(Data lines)
Start
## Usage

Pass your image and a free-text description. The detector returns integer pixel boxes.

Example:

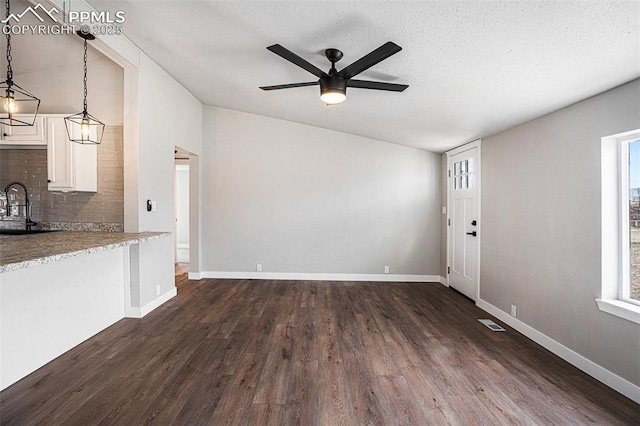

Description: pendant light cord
[5,0,13,85]
[82,37,87,115]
End
• [TASK STATEMENT]:
Output each of the items above verbatim, leaving the pictures out of your answer.

• [SOLUTION]:
## Usage

Pass your image and a free-text description. The detector returns integer pixel boxes.

Example:


Description: pendant light cord
[5,0,13,85]
[82,37,87,115]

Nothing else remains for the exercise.